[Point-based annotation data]
···

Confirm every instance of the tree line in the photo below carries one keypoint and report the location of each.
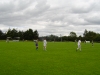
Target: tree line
(31, 35)
(24, 35)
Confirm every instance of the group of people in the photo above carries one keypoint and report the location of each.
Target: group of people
(44, 44)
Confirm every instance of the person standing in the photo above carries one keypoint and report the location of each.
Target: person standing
(79, 45)
(36, 44)
(44, 44)
(92, 43)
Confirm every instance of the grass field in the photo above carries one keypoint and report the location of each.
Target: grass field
(61, 58)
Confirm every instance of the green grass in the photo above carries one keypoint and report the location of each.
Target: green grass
(61, 58)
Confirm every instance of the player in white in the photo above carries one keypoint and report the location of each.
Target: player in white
(44, 44)
(79, 45)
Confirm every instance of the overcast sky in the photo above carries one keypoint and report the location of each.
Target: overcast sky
(50, 16)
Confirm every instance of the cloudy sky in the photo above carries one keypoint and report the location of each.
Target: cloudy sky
(50, 16)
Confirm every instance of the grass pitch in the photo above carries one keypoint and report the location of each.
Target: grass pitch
(61, 58)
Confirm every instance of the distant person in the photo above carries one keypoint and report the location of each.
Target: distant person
(7, 40)
(79, 45)
(92, 43)
(44, 44)
(36, 44)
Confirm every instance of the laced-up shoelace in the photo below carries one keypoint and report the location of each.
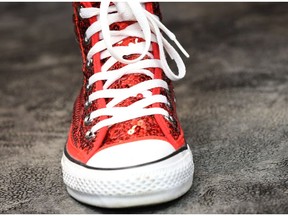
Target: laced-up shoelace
(147, 26)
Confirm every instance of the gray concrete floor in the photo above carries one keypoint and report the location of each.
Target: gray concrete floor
(232, 104)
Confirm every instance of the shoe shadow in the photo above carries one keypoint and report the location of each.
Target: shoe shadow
(149, 209)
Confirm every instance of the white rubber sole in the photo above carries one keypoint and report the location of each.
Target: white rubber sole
(153, 183)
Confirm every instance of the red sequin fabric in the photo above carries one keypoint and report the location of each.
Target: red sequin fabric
(129, 130)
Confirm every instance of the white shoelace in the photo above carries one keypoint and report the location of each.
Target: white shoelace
(147, 26)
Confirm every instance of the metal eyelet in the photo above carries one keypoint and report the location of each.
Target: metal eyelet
(78, 10)
(169, 105)
(89, 63)
(87, 104)
(89, 135)
(170, 119)
(87, 120)
(87, 40)
(88, 87)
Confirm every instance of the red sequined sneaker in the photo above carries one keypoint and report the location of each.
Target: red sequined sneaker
(125, 146)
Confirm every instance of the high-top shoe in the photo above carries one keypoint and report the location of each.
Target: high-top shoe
(125, 145)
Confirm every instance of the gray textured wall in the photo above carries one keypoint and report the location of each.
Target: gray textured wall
(232, 104)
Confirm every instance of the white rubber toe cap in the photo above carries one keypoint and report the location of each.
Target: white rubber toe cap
(131, 154)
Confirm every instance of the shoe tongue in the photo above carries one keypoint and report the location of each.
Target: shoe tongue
(127, 80)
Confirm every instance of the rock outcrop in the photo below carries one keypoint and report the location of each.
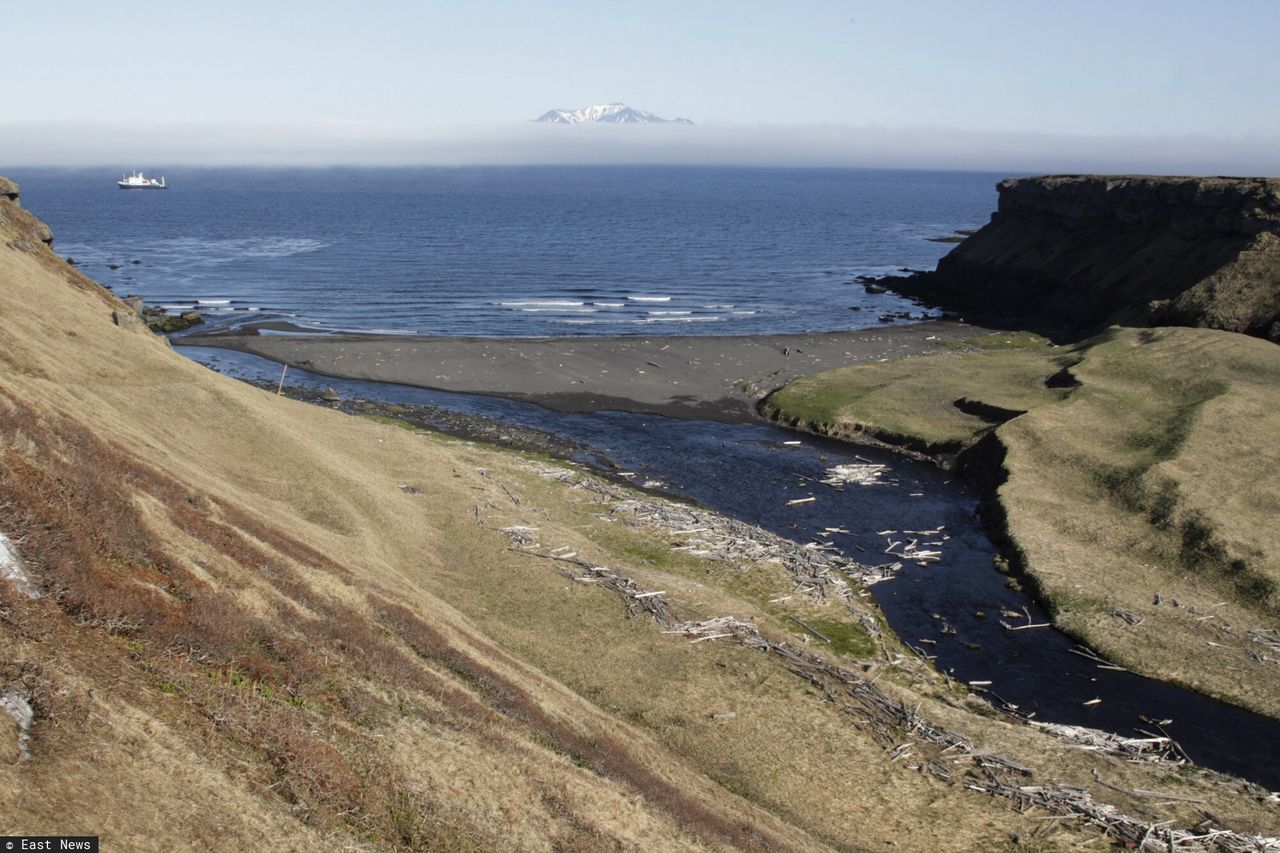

···

▶ Job
Report every line of the rows above that contains the string "pitch", copying each line in full. Treat uppercase and lowercase as different, so match the string's case exactly.

▶ Reply
Confirm every instance of the grass pitch in the photo above carries one keypoint and report the location of each.
Target: grass pitch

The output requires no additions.